__Excerpted passage__:

Release of NeXus v1.3.0 with data compression

Thu Dec 16 03:55:19 GMT 1999

First off--Thanks for implementing this feature so quickly!

I took some time to test the various data compression schemes on some typical
data we collect here.  The preliminary results were both very exciting and
disappointing.  I haven't been able to test an active system yet so I don't yet
know how dissappointing the results are.  Below is a description of what I found
if anyone cares to read it.

The first set of data I tested with is for a high speed (768x480 pixels/frame
image at >4Hz) acquisition system.  Due to the high speed, we can acquire
massive amounts of data in a few minutes.  This data not only needs to be stored
on the acquisition machine during acquisition, but needs to be moved over the
net to another machine for detailed analysis.  Data compression can help with
both these issues.

The data itself is mostly noise with a single round or donut shaped peak
somewhere in the image.  The noise is such that neighboring pixels are almost
always of a different value, but the range of values in the noise is very
small--4-5 counts at most.  The data is consistant enough that one would expect
nearly identical compression ratios for all images.

The second set of data is much harder to define.  Images can litterally be
anything.  The data may be very uniform over broad areas, or it may be a mess.
The data may also be ov very different image sizes.  The data rate is
considerably smaller than the first data set, but the volume for a complete set
is still very large (~1GB and expected to grow).  The data I selected was from a
recent run which used a 512x512 pixel/frame image with a pretty low level of
uniformity.

The two sets of data are from two different projects with differing data rates
but similar data volumes.  To perform the test, I wrote a simple program to read
in uncompressed files and write out compressed ones.  To test compression
ratios, I compressed a large (200) number of different files and compared file
sizes.  To test overhead, I picked a typical file and compressed it 100 times in
a row to different file names (to help eliminate caching effects).  I took as my
time the total time to compress all 100 files.

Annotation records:
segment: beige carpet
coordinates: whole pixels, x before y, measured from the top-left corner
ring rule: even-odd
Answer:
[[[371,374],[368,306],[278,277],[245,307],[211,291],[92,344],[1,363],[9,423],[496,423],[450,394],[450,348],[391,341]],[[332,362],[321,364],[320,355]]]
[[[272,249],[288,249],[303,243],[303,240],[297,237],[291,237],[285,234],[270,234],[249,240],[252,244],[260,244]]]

__Requirement__: Transcribe the passage of the NeXus compression post between "The two sets" and "all 100 files.", inclusive, without altering any wording.

__Complete response__:
The two sets of data are from two different projects with differing data rates
but similar data volumes.  To perform the test, I wrote a simple program to read
in uncompressed files and write out compressed ones.  To test compression
ratios, I compressed a large (200) number of different files and compared file
sizes.  To test overhead, I picked a typical file and compressed it 100 times in
a row to different file names (to help eliminate caching effects).  I took as my
time the total time to compress all 100 files.